== Dataset content

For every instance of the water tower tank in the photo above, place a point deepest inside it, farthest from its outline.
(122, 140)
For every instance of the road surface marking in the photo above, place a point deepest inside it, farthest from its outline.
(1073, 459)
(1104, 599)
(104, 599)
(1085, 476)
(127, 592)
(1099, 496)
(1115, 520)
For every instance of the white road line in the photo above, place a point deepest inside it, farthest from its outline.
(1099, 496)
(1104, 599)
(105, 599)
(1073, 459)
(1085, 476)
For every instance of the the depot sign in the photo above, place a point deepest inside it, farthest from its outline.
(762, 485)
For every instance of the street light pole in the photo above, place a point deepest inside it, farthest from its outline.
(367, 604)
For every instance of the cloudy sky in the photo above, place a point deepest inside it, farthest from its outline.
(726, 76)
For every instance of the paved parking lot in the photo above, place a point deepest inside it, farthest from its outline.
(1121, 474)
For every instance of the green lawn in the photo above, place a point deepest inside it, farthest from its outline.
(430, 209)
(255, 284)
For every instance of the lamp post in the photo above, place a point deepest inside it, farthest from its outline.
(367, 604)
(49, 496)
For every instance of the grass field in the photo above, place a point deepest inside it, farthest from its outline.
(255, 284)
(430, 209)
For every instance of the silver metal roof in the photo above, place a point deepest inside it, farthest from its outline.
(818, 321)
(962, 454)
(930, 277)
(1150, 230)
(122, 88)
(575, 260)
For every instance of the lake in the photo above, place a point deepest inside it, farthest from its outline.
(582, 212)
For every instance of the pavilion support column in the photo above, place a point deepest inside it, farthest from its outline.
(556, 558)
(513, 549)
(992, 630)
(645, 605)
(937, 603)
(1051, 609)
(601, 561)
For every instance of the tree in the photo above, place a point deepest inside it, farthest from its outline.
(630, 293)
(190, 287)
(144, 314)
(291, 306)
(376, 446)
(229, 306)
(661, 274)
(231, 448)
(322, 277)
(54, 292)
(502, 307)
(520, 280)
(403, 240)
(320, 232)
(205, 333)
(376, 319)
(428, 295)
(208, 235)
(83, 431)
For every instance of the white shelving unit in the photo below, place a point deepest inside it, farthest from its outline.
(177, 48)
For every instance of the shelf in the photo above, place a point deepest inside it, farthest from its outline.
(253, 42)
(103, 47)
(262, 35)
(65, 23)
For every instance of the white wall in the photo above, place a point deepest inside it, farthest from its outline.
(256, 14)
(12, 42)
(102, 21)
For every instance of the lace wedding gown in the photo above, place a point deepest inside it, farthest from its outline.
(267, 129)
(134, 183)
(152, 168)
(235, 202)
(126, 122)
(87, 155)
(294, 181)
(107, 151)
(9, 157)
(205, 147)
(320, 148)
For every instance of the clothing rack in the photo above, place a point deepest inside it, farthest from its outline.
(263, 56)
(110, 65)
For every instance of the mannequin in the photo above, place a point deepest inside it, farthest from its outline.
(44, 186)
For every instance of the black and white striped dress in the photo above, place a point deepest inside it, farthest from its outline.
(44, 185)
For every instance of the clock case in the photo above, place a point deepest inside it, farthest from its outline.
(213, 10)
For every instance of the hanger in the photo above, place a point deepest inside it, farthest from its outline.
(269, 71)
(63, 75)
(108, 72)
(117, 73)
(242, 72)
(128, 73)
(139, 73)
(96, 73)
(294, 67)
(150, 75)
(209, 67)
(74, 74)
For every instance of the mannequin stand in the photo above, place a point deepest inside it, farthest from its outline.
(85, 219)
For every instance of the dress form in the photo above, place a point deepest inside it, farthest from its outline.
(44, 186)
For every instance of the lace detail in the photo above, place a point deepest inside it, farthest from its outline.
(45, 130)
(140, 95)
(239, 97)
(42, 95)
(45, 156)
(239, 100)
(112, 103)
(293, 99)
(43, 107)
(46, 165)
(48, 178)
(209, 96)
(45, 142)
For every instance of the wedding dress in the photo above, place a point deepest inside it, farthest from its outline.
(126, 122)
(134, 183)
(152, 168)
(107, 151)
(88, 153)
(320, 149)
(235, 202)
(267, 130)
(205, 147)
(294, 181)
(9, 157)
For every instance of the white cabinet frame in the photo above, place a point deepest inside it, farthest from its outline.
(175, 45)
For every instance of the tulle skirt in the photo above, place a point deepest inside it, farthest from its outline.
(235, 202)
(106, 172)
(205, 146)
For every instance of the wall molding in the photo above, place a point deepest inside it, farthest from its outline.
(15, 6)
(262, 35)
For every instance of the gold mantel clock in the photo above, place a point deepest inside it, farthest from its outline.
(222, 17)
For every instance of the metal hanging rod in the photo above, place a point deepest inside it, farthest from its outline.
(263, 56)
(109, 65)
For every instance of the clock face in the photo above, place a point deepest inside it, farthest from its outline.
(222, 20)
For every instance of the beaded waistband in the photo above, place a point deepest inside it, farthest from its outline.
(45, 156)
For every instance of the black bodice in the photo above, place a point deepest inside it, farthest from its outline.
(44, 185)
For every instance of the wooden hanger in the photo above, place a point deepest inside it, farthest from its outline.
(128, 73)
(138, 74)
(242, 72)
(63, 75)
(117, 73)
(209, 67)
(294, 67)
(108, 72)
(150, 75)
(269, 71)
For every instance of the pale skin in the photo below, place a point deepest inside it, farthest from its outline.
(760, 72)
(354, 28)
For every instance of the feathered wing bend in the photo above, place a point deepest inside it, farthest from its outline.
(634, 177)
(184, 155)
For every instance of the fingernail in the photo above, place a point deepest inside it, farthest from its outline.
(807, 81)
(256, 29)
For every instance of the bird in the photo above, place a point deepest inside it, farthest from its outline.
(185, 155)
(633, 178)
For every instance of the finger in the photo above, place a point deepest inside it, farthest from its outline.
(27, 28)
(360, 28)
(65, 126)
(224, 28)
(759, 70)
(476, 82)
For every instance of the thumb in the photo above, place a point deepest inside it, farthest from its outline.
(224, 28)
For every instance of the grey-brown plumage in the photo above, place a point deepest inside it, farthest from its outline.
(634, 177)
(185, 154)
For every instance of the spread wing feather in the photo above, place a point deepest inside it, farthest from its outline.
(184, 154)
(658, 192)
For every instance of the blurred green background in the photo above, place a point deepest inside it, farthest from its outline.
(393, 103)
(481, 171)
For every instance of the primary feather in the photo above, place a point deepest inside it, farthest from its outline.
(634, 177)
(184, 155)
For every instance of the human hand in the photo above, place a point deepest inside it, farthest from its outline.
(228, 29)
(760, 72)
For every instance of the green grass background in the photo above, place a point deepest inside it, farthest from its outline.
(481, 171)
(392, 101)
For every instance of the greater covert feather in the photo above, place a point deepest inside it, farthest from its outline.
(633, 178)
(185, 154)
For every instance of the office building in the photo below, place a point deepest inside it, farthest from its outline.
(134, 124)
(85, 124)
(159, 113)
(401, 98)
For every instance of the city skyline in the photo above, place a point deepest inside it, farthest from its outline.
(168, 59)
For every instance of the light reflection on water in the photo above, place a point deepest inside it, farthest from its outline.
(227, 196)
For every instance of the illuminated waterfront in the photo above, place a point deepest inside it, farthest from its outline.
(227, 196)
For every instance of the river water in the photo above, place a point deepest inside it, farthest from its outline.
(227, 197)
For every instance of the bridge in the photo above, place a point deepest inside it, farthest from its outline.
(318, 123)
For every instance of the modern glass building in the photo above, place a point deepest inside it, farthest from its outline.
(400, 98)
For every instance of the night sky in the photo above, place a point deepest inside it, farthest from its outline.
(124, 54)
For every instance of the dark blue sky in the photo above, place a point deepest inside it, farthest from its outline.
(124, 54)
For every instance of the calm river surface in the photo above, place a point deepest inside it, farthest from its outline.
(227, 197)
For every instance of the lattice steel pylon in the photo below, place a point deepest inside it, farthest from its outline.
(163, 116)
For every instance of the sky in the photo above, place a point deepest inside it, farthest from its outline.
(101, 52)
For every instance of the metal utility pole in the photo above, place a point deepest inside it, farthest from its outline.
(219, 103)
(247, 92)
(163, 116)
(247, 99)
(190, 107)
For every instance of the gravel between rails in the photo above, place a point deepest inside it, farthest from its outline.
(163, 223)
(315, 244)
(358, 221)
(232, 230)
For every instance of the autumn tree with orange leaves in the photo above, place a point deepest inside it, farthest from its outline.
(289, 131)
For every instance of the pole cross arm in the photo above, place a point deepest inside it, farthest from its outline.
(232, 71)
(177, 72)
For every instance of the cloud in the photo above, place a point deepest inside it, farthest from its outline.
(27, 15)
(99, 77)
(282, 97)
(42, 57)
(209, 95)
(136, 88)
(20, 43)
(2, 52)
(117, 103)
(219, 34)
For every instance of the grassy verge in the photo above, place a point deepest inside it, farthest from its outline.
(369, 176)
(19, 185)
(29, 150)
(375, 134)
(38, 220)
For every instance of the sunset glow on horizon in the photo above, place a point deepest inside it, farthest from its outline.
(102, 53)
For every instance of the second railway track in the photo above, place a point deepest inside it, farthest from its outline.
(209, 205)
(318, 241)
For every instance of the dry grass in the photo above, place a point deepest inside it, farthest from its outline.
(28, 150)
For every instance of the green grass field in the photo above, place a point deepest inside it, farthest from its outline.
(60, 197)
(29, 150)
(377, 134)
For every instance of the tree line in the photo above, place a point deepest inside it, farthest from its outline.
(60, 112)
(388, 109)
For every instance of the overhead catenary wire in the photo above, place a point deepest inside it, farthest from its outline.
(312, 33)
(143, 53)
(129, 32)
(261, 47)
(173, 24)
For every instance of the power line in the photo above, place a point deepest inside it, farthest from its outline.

====

◆ Task requirements ◆
Retype, exactly as written, each line from the one that has "For every instance of the lattice" to the bottom of the entries above, and include both of those lines.

◆ Worked solution ◆
For every instance of the lattice steel pylon in the photo below, place a point deepest inside it, farthest from its outline.
(163, 116)
For every instance of the sky in the photo above, place a point deepest inside it, farthest from its outline.
(101, 52)
For every instance of the metal utility pole in the photo above, place a point deepest inside it, farthest from its outline.
(219, 103)
(247, 92)
(163, 116)
(247, 99)
(190, 107)
For every instance of the gravel between rails in the photo above, place a point deepest inside it, farthest from its outline.
(163, 223)
(315, 244)
(358, 221)
(232, 230)
For every instance of the autumn tree with orange leaves in the photo above, place a point deepest inside it, farthest from its outline.
(289, 131)
For every instance of the pole cross arm in the photo above, place a point deepest inside it, farthest from its outline.
(232, 71)
(177, 72)
For every instance of the cloud in the photo above, place a point deepest inside it, farthest from its outline.
(27, 15)
(99, 77)
(282, 97)
(42, 57)
(209, 95)
(136, 88)
(20, 43)
(2, 52)
(117, 103)
(219, 34)
For every instance of the grassy verge in the photo above, place a point deepest inside it, farthest from its outline.
(369, 176)
(19, 185)
(29, 150)
(375, 134)
(38, 220)
For every instance of the sunset glow on horizon in the photo above, place a point deepest inside it, farthest from its outline.
(102, 53)
For every instance of the second railway track in the photo above, place a point deepest inside it, farthest from its outline.
(209, 205)
(318, 241)
For every instance of the dry grass in the photo above, place a point deepest inside it, farthest from its outline.
(28, 150)
For every instance of the green grass field in the photo above, place a point deepest inside it, farthest from its outline.
(60, 197)
(29, 150)
(377, 134)
For every instance of the tree line in the photo above, place a point deepest inside it, farthest from its outline.
(60, 112)
(388, 109)
For every instance of the overhead catenary wire in the photo above, place a point deepest inside it, farthest from its outline.
(312, 33)
(143, 53)
(129, 32)
(261, 47)
(173, 24)
For every instance of the power line in the photo above, place a point deepest inside it, farthest from its outline.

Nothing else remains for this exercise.